Task set:
a) In the survey text on young people's sexual health, which organization released the new figures?
b) Retype the survey text on young people's sexual health, from "Additional findings from" up to and including "crabs or lice.".
c) Extend the survey text on young people's sexual health, picking up after its final sentence.

BEGIN Page text

New figures released by The Information Standard to mark Sexual Health Week, which begins on Monday, reveal that up to 4.7 million (80 per cent) of people aged 18 to 24 rely on the internet to diagnose their sexual health problems, without knowing if the information provided is trustworthy.
The poll also reveals that worryingly 55 per cent of young people from the East of England have never had a sexual health screening.
Additional findings from the survey go on to highlight East of England youngsters’ ignorance about sexual health:
Nearly two fifths (38 per cent) don’t think it is necessary to have a sexual health screening if they don’t suffer symptoms, despite the fact that many STIs have no symptoms.
This is backed up by 75 per cent of East of England youngsters who had an STI saying they only found out through a routine sexual health screening, not because they were experiencing signs or symptoms.
Almost two thirds (63 per cent) are not aware that condoms can be damaged by lipstick.
One third (33 per cent) falsely believe shaving or waxing pubic hair prevents crabs or lice.

END Page text
BEGIN Dataset extract

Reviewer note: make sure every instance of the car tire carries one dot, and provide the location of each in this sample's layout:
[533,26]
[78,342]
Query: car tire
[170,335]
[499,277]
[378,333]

END Dataset extract

Responses to the tasks:
a) The Information Standard released them.

b)
Additional findings from the survey go on to highlight East of England youngsters’ ignorance about sexual health:
Nearly two fifths (38 per cent) don’t think it is necessary to have a sexual health screening if they don’t suffer symptoms, despite the fact that many STIs have no symptoms.
This is backed up by 75 per cent of East of England youngsters who had an STI saying they only found out through a routine sexual health screening, not because they were experiencing signs or symptoms.
Almost two thirds (63 per cent) are not aware that condoms can be damaged by lipstick.
One third (33 per cent) falsely believe shaving or waxing pubic hair prevents crabs or lice.

c)
Commenting on the research, GP Dr. Louise Newson said: “Young people’s reliance on untrustworthy websites creates a misunderstanding of sexual health – this is a cause for concern.
“ Young people are already more likely to pick up STIs than any other age group. It’s vital that when they are looking for sexual health advice they seek a reliable source.
“All too often I treat young patients who have been misinformed online. Men in particular are caught out because the majority of STIs that affect them don’t carry any symptoms.”
Dominic Edwardes of the Terrence Higgins Trust, said: “STI rates are worryingly high amongst young people, accounting for more than half (55 per cent) of all new diagnoses in England in 2010.
“To reduce these figures we need to make sure that young people are equipped with trustworthy advice and understand how to have safe protected sex.
“We display The Information Standard’s quality mark on our website which shows that the information we put online can be trusted.”
Ann Robinson, director of public awareness for The Information Standard scheme, added: “We want all young people to understand how to spot a trustworthy site.
“ Just because it ranks high in the search engine, for example, does not mean that it will provide informed advice. The only way to make sure a health and social care website is trustworthy is to look for the Information Standard’s quality mark. Without it, they could be putting their health at risk.”
The Information Standard is a certification scheme that allows health and social care organisations, accredited by the scheme, to place a quality mark on their published information, demonstrating to the public that their information can be trusted.